EXERCISE OBJECTIVE → Reproduce the following items word for word, keeping every line unchanged.

ENTRIES →
···

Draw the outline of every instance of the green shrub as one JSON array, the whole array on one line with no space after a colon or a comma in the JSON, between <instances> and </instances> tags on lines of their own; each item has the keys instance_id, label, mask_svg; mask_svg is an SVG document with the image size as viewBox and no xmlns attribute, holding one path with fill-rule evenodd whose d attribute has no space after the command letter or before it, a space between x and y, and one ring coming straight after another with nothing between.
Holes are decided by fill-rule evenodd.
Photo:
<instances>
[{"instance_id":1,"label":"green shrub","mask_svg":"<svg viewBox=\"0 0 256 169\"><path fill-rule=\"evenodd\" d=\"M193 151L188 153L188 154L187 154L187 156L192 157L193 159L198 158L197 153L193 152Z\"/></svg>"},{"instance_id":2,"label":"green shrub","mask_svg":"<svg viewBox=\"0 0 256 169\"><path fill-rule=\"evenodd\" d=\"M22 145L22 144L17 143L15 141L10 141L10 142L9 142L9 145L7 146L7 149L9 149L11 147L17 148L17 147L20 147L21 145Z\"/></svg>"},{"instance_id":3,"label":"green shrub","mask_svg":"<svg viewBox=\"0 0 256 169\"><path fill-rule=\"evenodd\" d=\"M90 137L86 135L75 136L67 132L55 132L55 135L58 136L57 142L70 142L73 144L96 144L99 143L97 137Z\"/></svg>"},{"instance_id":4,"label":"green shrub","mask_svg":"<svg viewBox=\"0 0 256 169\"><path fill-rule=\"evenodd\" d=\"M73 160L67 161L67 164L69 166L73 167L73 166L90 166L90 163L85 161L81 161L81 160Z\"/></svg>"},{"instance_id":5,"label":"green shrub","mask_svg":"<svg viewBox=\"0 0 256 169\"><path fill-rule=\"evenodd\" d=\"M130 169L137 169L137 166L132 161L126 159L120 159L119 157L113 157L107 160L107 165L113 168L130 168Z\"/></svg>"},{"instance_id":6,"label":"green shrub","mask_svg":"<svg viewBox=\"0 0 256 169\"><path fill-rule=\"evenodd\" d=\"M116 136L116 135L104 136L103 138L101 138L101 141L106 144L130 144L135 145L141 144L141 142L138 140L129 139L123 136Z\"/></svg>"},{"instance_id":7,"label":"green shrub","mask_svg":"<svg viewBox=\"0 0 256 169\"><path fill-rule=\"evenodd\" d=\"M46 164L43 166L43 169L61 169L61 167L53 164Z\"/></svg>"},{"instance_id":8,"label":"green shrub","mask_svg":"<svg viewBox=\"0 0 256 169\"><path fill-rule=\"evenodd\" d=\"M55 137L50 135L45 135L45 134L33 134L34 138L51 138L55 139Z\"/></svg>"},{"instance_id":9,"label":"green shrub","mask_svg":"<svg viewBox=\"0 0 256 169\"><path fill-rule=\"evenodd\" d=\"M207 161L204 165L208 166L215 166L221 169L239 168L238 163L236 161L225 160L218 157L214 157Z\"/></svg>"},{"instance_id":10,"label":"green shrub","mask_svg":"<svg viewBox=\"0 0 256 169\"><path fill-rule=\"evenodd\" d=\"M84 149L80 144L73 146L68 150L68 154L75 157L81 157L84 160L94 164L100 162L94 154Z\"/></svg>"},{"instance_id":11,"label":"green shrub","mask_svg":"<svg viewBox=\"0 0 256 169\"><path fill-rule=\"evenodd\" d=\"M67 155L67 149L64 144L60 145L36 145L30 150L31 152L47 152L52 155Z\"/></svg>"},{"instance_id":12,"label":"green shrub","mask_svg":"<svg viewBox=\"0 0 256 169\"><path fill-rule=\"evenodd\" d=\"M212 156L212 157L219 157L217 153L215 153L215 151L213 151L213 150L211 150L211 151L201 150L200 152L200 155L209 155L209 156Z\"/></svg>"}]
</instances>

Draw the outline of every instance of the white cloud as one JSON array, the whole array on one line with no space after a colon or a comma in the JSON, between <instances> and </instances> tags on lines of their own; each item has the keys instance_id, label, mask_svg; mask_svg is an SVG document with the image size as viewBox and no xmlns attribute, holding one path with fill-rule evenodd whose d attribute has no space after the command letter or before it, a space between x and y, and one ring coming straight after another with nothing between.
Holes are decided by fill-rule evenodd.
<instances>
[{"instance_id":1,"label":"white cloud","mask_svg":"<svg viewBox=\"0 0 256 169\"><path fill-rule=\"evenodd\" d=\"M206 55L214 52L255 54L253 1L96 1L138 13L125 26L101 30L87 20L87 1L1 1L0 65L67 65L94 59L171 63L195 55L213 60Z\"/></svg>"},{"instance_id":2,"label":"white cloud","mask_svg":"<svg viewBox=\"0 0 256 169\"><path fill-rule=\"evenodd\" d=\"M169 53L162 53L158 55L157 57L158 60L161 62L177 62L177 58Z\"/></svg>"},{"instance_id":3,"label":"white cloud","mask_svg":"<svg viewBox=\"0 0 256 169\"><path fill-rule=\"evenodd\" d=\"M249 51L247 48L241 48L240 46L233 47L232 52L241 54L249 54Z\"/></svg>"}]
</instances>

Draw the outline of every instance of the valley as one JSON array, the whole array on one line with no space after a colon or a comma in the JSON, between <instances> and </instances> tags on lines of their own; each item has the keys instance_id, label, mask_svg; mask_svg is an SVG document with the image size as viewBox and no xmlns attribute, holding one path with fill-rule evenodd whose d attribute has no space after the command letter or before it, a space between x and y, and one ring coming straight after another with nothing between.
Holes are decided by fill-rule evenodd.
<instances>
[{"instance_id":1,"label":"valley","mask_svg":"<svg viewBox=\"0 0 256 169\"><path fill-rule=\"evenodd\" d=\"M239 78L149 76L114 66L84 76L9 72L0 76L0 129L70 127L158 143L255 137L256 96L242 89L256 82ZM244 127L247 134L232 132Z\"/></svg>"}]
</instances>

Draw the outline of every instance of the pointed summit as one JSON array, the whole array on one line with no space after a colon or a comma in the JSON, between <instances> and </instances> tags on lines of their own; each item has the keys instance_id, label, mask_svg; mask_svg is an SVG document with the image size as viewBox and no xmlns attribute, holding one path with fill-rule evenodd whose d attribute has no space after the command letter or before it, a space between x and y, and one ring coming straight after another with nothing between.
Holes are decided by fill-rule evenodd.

···

RESPONSE BELOW →
Draw the outline of every instance of the green shrub as one JSON array, the whole array on one line with no space after a colon or a comma in the JSON, between <instances> and </instances> tags on lines of their own; each item has the keys instance_id, label, mask_svg; mask_svg is an SVG document with the image size as viewBox and no xmlns attribute, holding one path with fill-rule evenodd whose d attribute has no space after the command letter or before it, a space between x and y, and one ring coming straight after another with nothing between.
Holes are decided by fill-rule evenodd.
Photo:
<instances>
[{"instance_id":1,"label":"green shrub","mask_svg":"<svg viewBox=\"0 0 256 169\"><path fill-rule=\"evenodd\" d=\"M193 151L188 153L188 154L187 154L187 156L192 157L193 159L198 158L197 153L193 152Z\"/></svg>"},{"instance_id":2,"label":"green shrub","mask_svg":"<svg viewBox=\"0 0 256 169\"><path fill-rule=\"evenodd\" d=\"M22 145L22 144L17 143L15 141L10 141L10 142L9 142L9 145L7 146L7 149L9 149L11 147L17 148L17 147L20 147L21 145Z\"/></svg>"},{"instance_id":3,"label":"green shrub","mask_svg":"<svg viewBox=\"0 0 256 169\"><path fill-rule=\"evenodd\" d=\"M90 137L86 135L75 136L67 132L55 132L55 135L58 136L57 142L70 142L73 144L96 144L99 143L97 137Z\"/></svg>"},{"instance_id":4,"label":"green shrub","mask_svg":"<svg viewBox=\"0 0 256 169\"><path fill-rule=\"evenodd\" d=\"M73 160L67 161L67 164L69 166L73 167L73 166L90 166L90 163L85 161L81 161L81 160Z\"/></svg>"},{"instance_id":5,"label":"green shrub","mask_svg":"<svg viewBox=\"0 0 256 169\"><path fill-rule=\"evenodd\" d=\"M130 169L137 169L137 166L132 161L126 159L120 159L119 157L113 157L107 160L107 165L113 168L130 168Z\"/></svg>"},{"instance_id":6,"label":"green shrub","mask_svg":"<svg viewBox=\"0 0 256 169\"><path fill-rule=\"evenodd\" d=\"M116 136L116 135L104 136L103 138L101 138L101 141L106 144L130 144L135 145L141 144L141 142L138 140L129 139L123 136Z\"/></svg>"},{"instance_id":7,"label":"green shrub","mask_svg":"<svg viewBox=\"0 0 256 169\"><path fill-rule=\"evenodd\" d=\"M46 164L43 166L43 169L61 169L61 167L53 164Z\"/></svg>"},{"instance_id":8,"label":"green shrub","mask_svg":"<svg viewBox=\"0 0 256 169\"><path fill-rule=\"evenodd\" d=\"M55 137L50 135L45 135L45 134L33 134L34 138L51 138L55 139Z\"/></svg>"},{"instance_id":9,"label":"green shrub","mask_svg":"<svg viewBox=\"0 0 256 169\"><path fill-rule=\"evenodd\" d=\"M207 161L204 165L208 166L215 166L221 169L239 168L238 163L236 161L225 160L218 157L214 157Z\"/></svg>"},{"instance_id":10,"label":"green shrub","mask_svg":"<svg viewBox=\"0 0 256 169\"><path fill-rule=\"evenodd\" d=\"M84 149L80 144L73 146L68 150L68 154L75 157L81 157L84 160L94 164L100 162L94 154Z\"/></svg>"},{"instance_id":11,"label":"green shrub","mask_svg":"<svg viewBox=\"0 0 256 169\"><path fill-rule=\"evenodd\" d=\"M67 155L67 149L64 144L60 145L36 145L30 150L31 152L47 152L52 155Z\"/></svg>"},{"instance_id":12,"label":"green shrub","mask_svg":"<svg viewBox=\"0 0 256 169\"><path fill-rule=\"evenodd\" d=\"M212 156L212 157L219 157L217 153L215 153L215 151L213 151L213 150L211 150L211 151L201 150L200 152L200 155L209 155L209 156Z\"/></svg>"}]
</instances>

Draw the outline of every instance of the white cloud as one JSON array, the whole array on one line with no space after a colon or a comma in the JSON, between <instances> and </instances> tags on lines of their own; each item has the keys instance_id, label, mask_svg; mask_svg is an SVG document with the image size as viewBox and no xmlns attribute, holding one path with fill-rule evenodd whose d attribute has no space after the command letter or before it, a space between x and y, and one ring coming straight after another with nothing between.
Holes are decided by fill-rule evenodd.
<instances>
[{"instance_id":1,"label":"white cloud","mask_svg":"<svg viewBox=\"0 0 256 169\"><path fill-rule=\"evenodd\" d=\"M206 55L214 52L255 54L253 1L96 1L138 13L125 26L101 30L87 20L87 1L1 1L0 65L67 65L94 59L171 63L195 55L213 60Z\"/></svg>"},{"instance_id":2,"label":"white cloud","mask_svg":"<svg viewBox=\"0 0 256 169\"><path fill-rule=\"evenodd\" d=\"M169 53L162 53L158 55L157 57L158 60L161 62L177 62L177 58Z\"/></svg>"},{"instance_id":3,"label":"white cloud","mask_svg":"<svg viewBox=\"0 0 256 169\"><path fill-rule=\"evenodd\" d=\"M249 51L247 48L241 48L240 46L233 47L232 52L241 54L249 54Z\"/></svg>"}]
</instances>

Draw the outline of every instance of the valley as one JSON array, the whole array on one line with no space after a colon or a comma in the JSON, between <instances> and </instances> tags on lines of their own; each item has the keys instance_id, label, mask_svg; mask_svg is an SVG document with the image size as viewBox and no xmlns attribute, holding one path with fill-rule evenodd whose d attribute has no space after the command letter or before it, a space between x and y, and one ring coming straight after another with nothing between.
Holes are decided by fill-rule evenodd.
<instances>
[{"instance_id":1,"label":"valley","mask_svg":"<svg viewBox=\"0 0 256 169\"><path fill-rule=\"evenodd\" d=\"M239 78L149 76L114 66L84 76L9 72L0 76L0 129L70 127L158 143L255 137L256 96L242 89L256 82ZM244 127L247 134L232 132Z\"/></svg>"}]
</instances>

Draw the outline of every instance of the pointed summit as one JSON array, the whole array on one line with no space after a colon or a comma in the JSON, between <instances> and </instances> tags on lines of their own; each item has the keys instance_id, label, mask_svg; mask_svg is an SVG document with the image size as viewBox and no xmlns attribute, holding one path with fill-rule evenodd whose d attribute has no space after the command letter or before it, a space between x and y, and one ring coming straight after another with nothing between.
Holes are decided by fill-rule evenodd.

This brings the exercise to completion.